— Your objective —
Quote the listing below in its entirety, omitting every image.

Start of Extracted material

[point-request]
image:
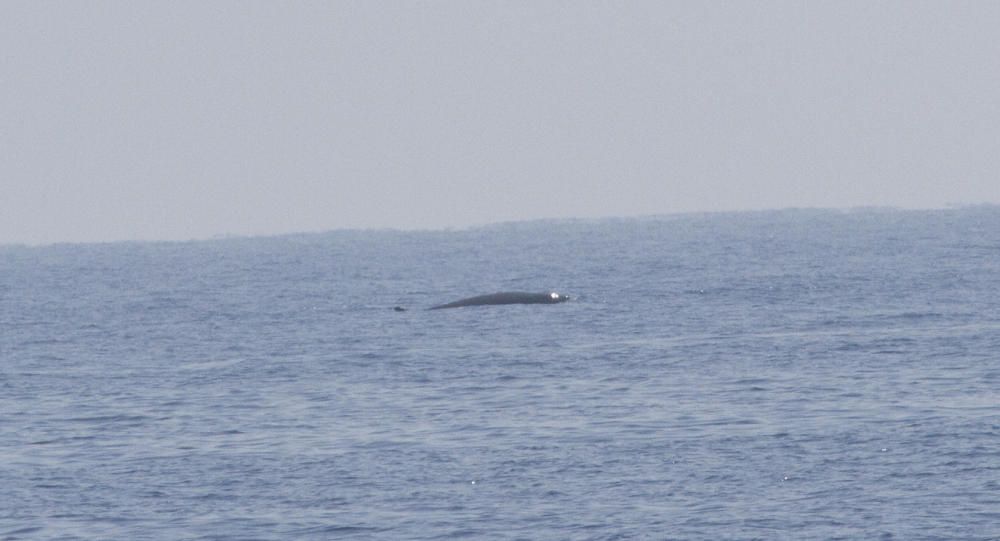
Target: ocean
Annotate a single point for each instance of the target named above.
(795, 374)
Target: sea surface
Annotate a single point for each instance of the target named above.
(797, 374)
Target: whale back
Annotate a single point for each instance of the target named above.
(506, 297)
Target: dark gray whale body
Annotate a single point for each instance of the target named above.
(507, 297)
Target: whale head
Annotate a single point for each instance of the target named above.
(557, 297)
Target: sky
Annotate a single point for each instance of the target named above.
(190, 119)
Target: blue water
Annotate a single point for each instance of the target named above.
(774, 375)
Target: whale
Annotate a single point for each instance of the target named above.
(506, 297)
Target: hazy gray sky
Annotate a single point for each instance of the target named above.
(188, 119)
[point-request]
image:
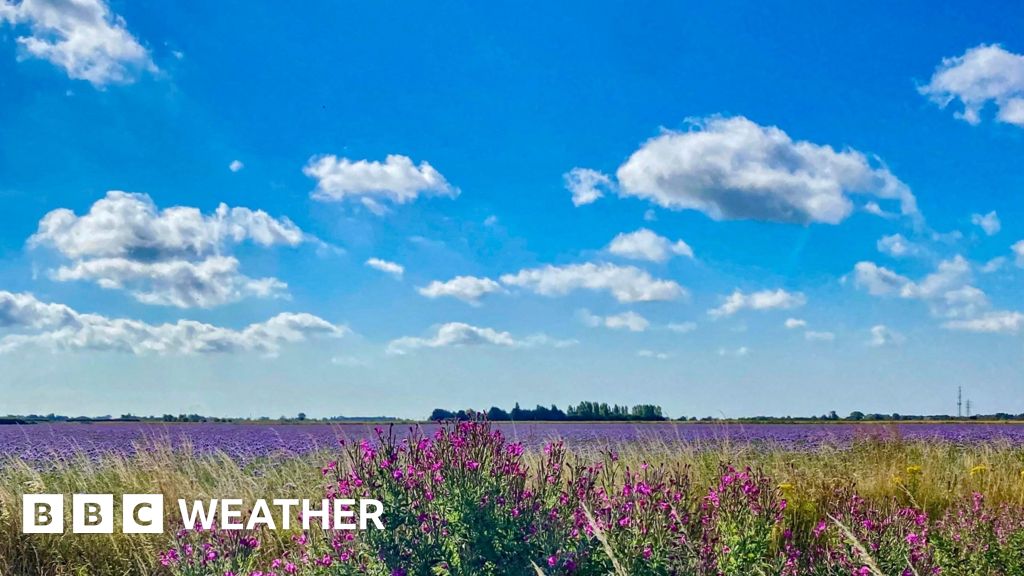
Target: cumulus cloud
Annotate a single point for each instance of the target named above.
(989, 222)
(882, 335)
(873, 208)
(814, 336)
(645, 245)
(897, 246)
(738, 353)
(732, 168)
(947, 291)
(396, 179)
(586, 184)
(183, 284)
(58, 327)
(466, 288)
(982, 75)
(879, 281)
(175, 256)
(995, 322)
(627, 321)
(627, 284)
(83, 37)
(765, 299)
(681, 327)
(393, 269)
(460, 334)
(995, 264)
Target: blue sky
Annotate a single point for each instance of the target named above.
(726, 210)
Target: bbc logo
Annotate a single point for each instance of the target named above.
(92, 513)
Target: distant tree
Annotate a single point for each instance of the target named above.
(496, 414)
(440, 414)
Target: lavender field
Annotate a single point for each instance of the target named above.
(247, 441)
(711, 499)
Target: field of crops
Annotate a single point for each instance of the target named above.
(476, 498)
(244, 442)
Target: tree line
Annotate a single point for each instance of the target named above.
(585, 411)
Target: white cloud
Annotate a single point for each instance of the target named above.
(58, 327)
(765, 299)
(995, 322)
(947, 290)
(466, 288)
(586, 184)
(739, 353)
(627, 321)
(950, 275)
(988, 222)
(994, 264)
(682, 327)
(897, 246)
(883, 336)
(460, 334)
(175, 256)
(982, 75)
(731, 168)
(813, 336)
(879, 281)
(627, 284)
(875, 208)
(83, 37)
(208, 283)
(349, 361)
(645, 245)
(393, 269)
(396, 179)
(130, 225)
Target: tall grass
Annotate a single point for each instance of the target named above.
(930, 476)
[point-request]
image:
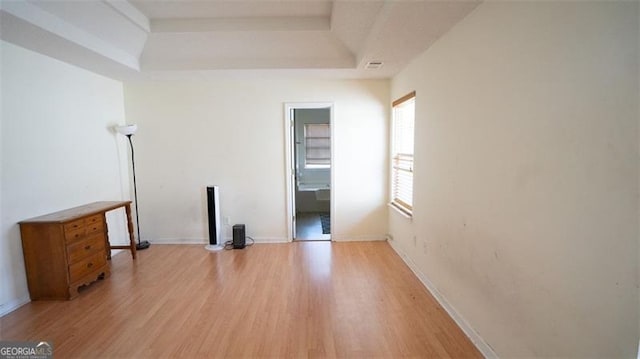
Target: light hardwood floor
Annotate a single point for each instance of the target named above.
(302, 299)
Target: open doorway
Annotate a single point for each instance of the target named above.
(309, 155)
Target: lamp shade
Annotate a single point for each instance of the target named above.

End of Extracted material

— Task answer —
[point-request]
image:
Target: ocean
Annotate a single point for each instance of the target named above.
(795, 374)
Target: sea surface
Annotate a single point for each instance of the target named above.
(797, 374)
Target: whale back
Annotate a single point for each instance of the target named above.
(506, 297)
Target: dark gray whale body
Annotate a single point for each instance of the target named above.
(507, 297)
Target: whale head
Annotate a single point for each instance of the target named above.
(557, 297)
Target: sky
Annotate a single point for each instance of the target named above.
(190, 119)
Target: blue water
Annotate a single point for each instance of the target named above.
(774, 375)
Target: whale
Annotate a single point for each instance of the target named above.
(506, 297)
Target: hazy gray sky
Annotate a single point for each instance of the target named above.
(188, 119)
[point-request]
image:
Target: cumulus cloud
Annotate a single point for each instance of the target named above.
(989, 222)
(882, 335)
(873, 208)
(814, 336)
(645, 245)
(897, 246)
(738, 353)
(732, 168)
(947, 291)
(396, 179)
(586, 184)
(183, 284)
(58, 327)
(466, 288)
(982, 75)
(879, 281)
(175, 256)
(995, 322)
(627, 321)
(627, 284)
(83, 37)
(765, 299)
(681, 327)
(393, 269)
(460, 334)
(995, 264)
Target: blue sky
Annotate a single point for each instance of the target named above.
(726, 210)
Target: bbc logo
Annotate a single point for each instance of the target named above.
(92, 513)
Target: distant tree
Annotate a single point for each instance of the target named above.
(496, 414)
(440, 414)
Target: lavender field
Annotate a single point for each instance of the target named above.
(247, 441)
(711, 499)
Target: field of crops
Annotate a single point for each instance of the target named above.
(476, 498)
(244, 442)
Target: tree line
Annotate a single point for each instance of the target named above.
(585, 411)
Target: white cloud
Annotate a single point for each instance of the target named above.
(58, 327)
(765, 299)
(995, 322)
(947, 290)
(466, 288)
(586, 184)
(739, 353)
(627, 321)
(950, 275)
(988, 222)
(994, 264)
(682, 327)
(897, 246)
(883, 336)
(460, 334)
(175, 256)
(982, 75)
(731, 168)
(813, 336)
(879, 281)
(627, 284)
(875, 208)
(83, 37)
(208, 283)
(349, 361)
(645, 245)
(393, 269)
(396, 179)
(130, 225)
Target: tall grass
Annotate a single point for each instance of the target named above.
(930, 476)
[point-request]
image:
Target: light hardwood floor
Annotate a single point for each instance of the target named above.
(302, 299)
Target: open doorway
Annotate a single point for each instance of the target named above.
(309, 155)
Target: lamp shade
Annotate a single point for each instance of the target named above.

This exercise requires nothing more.